Dataset entries →
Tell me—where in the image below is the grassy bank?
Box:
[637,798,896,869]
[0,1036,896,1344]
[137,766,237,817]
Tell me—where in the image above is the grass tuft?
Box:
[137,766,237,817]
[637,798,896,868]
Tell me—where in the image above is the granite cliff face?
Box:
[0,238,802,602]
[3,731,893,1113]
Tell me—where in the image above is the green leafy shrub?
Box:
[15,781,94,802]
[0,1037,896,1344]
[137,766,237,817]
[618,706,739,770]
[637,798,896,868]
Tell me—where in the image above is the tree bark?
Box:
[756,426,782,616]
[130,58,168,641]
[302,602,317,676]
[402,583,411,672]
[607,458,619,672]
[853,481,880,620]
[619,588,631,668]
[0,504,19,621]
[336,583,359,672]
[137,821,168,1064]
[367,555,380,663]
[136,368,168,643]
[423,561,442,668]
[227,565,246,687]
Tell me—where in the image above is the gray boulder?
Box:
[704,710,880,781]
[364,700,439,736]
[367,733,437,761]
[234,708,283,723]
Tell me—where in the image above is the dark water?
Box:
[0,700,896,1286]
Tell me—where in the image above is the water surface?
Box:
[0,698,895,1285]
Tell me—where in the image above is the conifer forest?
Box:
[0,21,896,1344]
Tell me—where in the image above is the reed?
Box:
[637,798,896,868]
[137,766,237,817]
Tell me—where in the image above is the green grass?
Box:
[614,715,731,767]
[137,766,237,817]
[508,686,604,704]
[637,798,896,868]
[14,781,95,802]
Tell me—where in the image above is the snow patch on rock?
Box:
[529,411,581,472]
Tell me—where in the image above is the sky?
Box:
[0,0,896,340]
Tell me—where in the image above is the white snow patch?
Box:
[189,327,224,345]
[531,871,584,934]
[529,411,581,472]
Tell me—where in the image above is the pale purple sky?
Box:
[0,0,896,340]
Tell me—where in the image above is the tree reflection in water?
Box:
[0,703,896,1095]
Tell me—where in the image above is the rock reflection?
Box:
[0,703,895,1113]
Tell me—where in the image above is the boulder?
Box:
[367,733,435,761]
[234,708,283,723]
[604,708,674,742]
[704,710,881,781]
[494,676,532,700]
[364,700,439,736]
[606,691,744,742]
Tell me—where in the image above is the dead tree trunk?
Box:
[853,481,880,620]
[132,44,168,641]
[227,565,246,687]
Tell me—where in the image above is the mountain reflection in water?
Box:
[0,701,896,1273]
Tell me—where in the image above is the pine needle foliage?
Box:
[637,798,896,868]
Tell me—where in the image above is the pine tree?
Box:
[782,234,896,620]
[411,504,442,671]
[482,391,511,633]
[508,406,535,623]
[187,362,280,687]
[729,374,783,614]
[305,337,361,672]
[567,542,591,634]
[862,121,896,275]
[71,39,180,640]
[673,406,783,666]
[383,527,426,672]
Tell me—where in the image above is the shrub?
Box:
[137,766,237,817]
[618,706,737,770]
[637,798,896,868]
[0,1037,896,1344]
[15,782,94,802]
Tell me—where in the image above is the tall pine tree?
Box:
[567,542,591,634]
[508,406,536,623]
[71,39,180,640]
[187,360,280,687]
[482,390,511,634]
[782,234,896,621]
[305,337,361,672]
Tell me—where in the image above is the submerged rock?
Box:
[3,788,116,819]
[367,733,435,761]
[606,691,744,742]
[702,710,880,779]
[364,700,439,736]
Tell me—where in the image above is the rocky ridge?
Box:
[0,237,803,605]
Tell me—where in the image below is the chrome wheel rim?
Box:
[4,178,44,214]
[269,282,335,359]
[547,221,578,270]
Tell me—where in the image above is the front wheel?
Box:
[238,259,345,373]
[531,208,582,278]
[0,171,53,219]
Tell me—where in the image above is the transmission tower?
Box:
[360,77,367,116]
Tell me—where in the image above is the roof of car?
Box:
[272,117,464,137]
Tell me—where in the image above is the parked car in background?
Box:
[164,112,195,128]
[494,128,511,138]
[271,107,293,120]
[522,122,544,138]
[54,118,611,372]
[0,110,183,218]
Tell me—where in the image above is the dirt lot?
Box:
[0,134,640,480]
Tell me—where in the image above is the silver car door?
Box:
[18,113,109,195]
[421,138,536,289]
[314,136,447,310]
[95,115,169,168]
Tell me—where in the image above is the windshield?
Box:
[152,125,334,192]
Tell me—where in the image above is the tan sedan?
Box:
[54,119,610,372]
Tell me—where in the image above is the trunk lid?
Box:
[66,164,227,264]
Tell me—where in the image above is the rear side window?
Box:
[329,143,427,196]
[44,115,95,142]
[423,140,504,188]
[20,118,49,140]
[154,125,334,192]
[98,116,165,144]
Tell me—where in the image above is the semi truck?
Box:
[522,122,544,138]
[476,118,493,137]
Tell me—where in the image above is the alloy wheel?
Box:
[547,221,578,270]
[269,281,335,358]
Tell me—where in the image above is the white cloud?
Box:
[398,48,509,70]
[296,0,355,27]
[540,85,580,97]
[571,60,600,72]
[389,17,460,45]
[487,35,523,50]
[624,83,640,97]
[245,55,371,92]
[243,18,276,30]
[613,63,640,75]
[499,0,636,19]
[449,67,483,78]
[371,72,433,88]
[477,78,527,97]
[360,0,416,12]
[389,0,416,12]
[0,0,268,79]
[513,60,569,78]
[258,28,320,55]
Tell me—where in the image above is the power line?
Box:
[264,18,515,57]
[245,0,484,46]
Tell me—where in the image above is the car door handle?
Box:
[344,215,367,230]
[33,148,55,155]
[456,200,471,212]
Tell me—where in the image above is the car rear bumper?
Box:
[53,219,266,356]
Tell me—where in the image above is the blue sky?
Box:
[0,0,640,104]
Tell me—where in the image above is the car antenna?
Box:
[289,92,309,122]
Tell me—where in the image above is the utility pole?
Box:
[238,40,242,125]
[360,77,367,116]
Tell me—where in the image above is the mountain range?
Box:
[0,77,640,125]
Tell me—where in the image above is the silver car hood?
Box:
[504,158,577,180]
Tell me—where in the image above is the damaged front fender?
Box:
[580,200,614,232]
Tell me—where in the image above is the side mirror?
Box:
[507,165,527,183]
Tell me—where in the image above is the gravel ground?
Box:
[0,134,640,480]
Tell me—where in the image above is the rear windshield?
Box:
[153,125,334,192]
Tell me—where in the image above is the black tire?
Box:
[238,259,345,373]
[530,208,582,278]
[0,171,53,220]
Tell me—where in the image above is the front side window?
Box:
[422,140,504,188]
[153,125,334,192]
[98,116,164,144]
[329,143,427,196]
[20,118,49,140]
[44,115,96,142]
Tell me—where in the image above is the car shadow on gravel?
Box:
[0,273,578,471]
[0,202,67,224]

---

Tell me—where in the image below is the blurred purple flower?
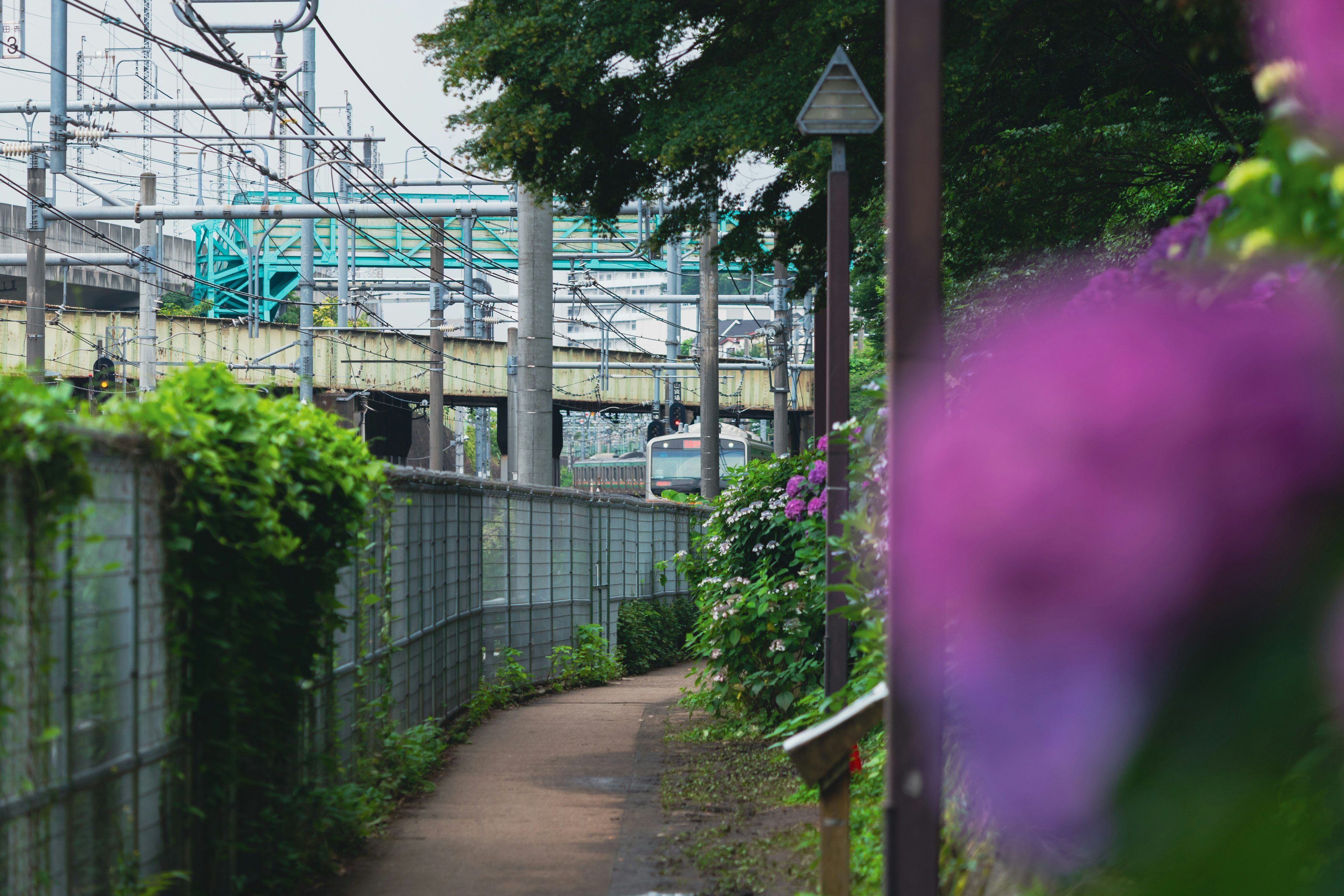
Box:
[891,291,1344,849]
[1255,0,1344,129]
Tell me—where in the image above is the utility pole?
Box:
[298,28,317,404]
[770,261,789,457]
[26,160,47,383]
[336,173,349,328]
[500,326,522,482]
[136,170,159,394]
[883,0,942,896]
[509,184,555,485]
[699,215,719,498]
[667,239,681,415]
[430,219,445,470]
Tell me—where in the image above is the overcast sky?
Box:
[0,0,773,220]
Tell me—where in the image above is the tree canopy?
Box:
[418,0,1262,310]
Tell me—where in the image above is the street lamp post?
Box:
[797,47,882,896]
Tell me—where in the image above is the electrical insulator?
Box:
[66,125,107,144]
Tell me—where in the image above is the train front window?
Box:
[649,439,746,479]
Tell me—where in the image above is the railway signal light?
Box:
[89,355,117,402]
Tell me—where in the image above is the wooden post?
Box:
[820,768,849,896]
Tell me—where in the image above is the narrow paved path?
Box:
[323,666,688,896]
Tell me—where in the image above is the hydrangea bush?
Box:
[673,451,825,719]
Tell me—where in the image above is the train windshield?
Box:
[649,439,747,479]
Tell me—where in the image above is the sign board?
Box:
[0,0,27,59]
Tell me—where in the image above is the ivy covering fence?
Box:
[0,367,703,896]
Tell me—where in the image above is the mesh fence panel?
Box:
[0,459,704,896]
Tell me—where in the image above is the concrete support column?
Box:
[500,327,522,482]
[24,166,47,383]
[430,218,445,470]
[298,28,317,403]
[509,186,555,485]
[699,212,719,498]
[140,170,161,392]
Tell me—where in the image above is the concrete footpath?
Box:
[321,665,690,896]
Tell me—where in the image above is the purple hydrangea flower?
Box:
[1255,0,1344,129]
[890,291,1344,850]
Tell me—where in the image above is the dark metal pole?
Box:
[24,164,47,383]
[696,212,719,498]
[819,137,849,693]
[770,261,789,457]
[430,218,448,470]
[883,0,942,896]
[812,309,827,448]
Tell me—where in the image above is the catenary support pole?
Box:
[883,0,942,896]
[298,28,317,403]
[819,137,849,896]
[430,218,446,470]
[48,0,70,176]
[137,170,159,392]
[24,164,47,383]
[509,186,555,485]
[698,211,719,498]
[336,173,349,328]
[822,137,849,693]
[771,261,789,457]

What the exercise asks →
Pick out each line in the records above that contains the word "concrete", and copy those lines out.

Response below →
Tell me—where in the image above is the concrete support column?
Tell me—where in the image above is the concrete footpath?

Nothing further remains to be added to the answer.